* [Daftar Tugas]:
1. Kutiplah bagian teks tentang masyarakat Tengger mulai dari "1.  Perhitungan Tahun" hingga "atau Saka Warsa." tanpa mengubah satu kata pun.
2. Menurut teks tentang masyarakat Tengger, berapa jumlah anak yang dikaruniakan kepada pasangan Rara Anteng dan Jaka Seger?

* [Bagian Dokumen]:
..........

Kamis, 28 Maret 2019

INSTITUSIONALISASI NILAI-NILAI SOSIAL BUDAYA MASYARAKAT TENGGER DI TENGAH KEPUNGAN AGAMA-AGAMA


  1. Sejarah dan Legenda Tengger
  1. Asal mula nama Tengger
            Asal muasal nama Tengger adalah perpaduan dari cerita rakyat tentang nama Rara Anteng dan Jaka Seger. Pada ceeitanya mereka adalah sepasang suami istri dan lama tak dikaruniahi anak dan kemudian mereka berdua bertapa lama dan pada akhirnya mendapat jawaban dan permohonan mereka agar diberi karunia anak terkabyulkan. Namun dengan syarat anak bungsu mereka harus dikorbankan kedalam kawah gunung Bromo. Pasangan suami istri tersebut dikaruniai 25 anak, dan setelah bertahun tahun mereka hidup bahagia, gunung bromo pun berguncang dan mengeluarkan semburan pertanda sudah waktunya pasangansuami tersebut memenuhi janjinya. Raden Kusuma yang merupakan anak terakhir pun rela dirinya dijadikan wakil dari para saudaranya dan masyarakat setempat untuk berkorban demi kesejahteraan dan kedamaian oarangtua dan saudara-saudaranya. Setiap tanggal 1 Kasada ia berpesan agar diberi upeti hasil bumi. Itulah cerita rakyat asal usul nama tengger yang berasal dari pasangan suami istri Rara Anteng dan Jaka Seger.[1]

  1.  Perhitungan Tahun Saka Pada Suku Tengger
            Masyarakat suku Tengger memiliki perhitungan kalender tersendiri untuk menentukan hari atau upacara besar mereka, mereka menamaisnya sebagai Tahun Saka atau Saka Warsa.
            Perhitungan Tahun Saka di Indonesia jatuh pada tanggal 1 (sepisan) sasi kedhasa (bulan kesepuluh), yaitu sehari stelah bulan tilem (bulan mati), tepatnya pada bulan Maret dalam Tahun Masehi. Cara menghitungnya dengan rumus: tiap satu bulan berjumlah 30 hari, jadi dalam satu tahun ada 360 hari. Sedangkan untuk wukuatau hari pasaran dianggap sebagai wuku atau hari tumbuk, sehingga ada dua tanggal yang harus disatukan dan akan terjadi pengurangan satu hari pada satu tahunnya. Untuk melengkapi atau menyempurnakan diadakan perhitungan kembali stiap lima tahun, atau satu windu tahun wuku. Pada waktu itu ada bulan yang ditiadakan, digunakan untuk mengadakan perayaan Unan-unan, yang kemudian tanggal dan bulan seterusnya digunakan untuk memulai bulan berikutnya, yaitu bulan Dhesa atau bulan kesebelas.[2]
  1. Modal Sosial Masyarakat Adat Tengger
Pada masyarakat adat Tengger, khususnya di Desa Ngadisari, kecamatan Sukapura, Kabupaten Probolinggo, tampak adanya tatanan sosial yang teratur. Dari hasil kajian lapangan diperoleh adanya temuan bahwa modal sosial di desa inilah yang mampu sebagai penentu dan dasar kehidupan masyarakat yang teratur, dan rupanya modal sosial ini tetap terjaga dengan baik oleh seluruh anggota masyarakatnya.

..........

(Baris dataset)
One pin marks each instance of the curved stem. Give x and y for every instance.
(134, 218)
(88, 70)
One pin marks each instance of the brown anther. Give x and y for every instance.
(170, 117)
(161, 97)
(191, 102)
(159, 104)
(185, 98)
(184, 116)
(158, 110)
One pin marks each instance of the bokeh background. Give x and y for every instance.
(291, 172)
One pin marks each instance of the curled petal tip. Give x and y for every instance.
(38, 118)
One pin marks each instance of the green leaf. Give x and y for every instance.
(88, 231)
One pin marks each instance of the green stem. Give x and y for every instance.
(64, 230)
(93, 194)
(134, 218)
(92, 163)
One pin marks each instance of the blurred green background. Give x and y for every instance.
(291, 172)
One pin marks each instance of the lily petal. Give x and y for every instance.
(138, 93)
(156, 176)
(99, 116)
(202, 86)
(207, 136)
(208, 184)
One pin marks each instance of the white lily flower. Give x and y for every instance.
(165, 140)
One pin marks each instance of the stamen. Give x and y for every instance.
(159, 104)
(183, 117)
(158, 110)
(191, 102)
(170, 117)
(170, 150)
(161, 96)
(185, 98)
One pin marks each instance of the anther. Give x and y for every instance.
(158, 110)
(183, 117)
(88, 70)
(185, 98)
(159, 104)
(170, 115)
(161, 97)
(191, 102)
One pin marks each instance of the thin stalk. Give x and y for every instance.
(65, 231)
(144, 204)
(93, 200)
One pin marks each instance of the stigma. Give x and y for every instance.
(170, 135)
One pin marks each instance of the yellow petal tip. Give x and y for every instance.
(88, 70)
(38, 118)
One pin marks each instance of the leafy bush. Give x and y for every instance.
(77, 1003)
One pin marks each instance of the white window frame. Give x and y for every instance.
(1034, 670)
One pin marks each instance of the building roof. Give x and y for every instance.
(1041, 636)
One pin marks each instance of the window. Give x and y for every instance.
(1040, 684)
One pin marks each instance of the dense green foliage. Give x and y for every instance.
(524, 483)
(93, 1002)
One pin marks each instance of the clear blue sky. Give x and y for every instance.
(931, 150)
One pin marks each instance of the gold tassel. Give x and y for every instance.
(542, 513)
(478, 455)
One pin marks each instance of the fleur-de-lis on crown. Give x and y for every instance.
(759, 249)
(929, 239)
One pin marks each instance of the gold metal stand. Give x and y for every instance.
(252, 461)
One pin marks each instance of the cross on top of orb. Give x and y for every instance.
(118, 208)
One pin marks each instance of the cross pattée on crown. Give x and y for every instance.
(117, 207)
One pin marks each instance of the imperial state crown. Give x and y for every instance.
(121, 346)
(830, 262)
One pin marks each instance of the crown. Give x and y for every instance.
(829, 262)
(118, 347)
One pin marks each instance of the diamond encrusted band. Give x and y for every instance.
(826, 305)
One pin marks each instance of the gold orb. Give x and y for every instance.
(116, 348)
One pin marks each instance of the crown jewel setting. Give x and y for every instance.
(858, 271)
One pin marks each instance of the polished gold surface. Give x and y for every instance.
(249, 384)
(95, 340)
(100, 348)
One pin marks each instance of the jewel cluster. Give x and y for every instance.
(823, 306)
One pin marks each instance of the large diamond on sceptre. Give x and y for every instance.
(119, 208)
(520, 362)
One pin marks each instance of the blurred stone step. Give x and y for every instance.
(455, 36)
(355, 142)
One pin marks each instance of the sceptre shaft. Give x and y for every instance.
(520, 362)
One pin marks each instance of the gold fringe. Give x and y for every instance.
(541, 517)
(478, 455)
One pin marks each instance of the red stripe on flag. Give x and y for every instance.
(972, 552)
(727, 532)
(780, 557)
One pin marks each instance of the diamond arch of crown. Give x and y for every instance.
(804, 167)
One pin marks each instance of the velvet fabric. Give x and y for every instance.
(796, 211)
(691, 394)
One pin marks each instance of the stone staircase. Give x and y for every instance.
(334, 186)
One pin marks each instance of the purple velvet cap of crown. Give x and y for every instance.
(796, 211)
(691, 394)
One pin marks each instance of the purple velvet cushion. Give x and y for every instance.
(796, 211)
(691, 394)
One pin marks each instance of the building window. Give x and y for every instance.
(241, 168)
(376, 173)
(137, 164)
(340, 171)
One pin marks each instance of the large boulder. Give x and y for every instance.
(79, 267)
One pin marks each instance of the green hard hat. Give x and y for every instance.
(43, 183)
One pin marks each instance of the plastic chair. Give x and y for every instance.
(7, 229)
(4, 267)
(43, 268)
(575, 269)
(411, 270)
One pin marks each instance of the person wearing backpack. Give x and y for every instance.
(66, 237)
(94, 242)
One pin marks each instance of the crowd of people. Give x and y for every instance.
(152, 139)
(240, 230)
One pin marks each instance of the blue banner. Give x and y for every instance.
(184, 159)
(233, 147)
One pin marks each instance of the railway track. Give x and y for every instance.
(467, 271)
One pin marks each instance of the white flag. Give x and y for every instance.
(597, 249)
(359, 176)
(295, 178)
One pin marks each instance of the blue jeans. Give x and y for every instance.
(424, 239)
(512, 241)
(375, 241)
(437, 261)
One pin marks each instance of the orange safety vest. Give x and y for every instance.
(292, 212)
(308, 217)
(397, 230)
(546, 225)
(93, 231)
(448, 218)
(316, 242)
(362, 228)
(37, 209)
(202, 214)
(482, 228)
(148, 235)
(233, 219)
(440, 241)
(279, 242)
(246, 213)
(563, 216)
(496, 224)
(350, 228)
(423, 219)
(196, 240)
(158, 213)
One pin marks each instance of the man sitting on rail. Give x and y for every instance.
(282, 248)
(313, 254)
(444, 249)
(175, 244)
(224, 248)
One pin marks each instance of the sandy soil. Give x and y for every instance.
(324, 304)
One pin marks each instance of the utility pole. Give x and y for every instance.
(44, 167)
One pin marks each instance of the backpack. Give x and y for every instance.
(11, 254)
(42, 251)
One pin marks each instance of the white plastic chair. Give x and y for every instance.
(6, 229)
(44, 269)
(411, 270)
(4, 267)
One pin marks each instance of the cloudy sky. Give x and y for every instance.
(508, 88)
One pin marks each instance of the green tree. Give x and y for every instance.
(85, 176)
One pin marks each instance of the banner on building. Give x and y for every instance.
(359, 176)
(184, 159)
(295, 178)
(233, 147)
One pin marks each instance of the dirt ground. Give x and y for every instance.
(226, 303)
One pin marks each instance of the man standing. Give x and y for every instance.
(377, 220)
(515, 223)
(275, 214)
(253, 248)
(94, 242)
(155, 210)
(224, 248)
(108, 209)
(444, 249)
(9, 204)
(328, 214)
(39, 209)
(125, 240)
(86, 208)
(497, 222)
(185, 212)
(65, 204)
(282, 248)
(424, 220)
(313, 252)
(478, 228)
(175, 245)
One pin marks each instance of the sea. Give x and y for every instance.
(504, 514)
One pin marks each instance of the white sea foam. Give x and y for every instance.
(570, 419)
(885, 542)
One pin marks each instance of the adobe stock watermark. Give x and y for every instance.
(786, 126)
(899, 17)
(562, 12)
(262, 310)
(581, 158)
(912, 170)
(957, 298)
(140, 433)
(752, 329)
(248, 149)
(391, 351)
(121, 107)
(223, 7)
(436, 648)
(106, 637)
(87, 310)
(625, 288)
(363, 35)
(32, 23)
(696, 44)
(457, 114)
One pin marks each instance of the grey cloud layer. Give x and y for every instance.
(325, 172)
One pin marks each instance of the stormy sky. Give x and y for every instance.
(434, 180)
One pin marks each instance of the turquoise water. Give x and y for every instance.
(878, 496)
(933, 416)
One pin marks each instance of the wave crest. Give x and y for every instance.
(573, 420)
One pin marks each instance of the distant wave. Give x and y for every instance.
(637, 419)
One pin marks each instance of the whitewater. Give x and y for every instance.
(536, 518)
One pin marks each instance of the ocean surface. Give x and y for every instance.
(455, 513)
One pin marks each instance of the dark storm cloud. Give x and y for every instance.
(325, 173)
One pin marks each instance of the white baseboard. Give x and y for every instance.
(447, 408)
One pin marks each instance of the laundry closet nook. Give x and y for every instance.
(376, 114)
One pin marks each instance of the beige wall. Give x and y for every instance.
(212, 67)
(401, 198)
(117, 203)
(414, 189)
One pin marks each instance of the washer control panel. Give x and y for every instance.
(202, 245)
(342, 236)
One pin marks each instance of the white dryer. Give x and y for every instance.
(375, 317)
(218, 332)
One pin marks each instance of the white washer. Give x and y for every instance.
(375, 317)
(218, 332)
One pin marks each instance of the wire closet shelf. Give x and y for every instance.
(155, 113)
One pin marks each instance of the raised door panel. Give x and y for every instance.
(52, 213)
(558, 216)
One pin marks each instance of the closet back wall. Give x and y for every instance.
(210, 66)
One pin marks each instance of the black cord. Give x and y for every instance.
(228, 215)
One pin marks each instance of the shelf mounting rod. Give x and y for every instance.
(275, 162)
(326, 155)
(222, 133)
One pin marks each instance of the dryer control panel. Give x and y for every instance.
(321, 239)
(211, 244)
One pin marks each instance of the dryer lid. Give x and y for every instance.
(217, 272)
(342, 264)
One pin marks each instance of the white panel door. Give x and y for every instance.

..........

* [Jawaban Setiap Tugas]:
1.
1.  Perhitungan Tahun Saka Pada Suku Tengger
            Masyarakat suku Tengger memiliki perhitungan kalender tersendiri untuk menentukan hari atau upacara besar mereka, mereka menamaisnya sebagai Tahun Saka atau Saka Warsa.

2. Mereka dikaruniai 25 anak.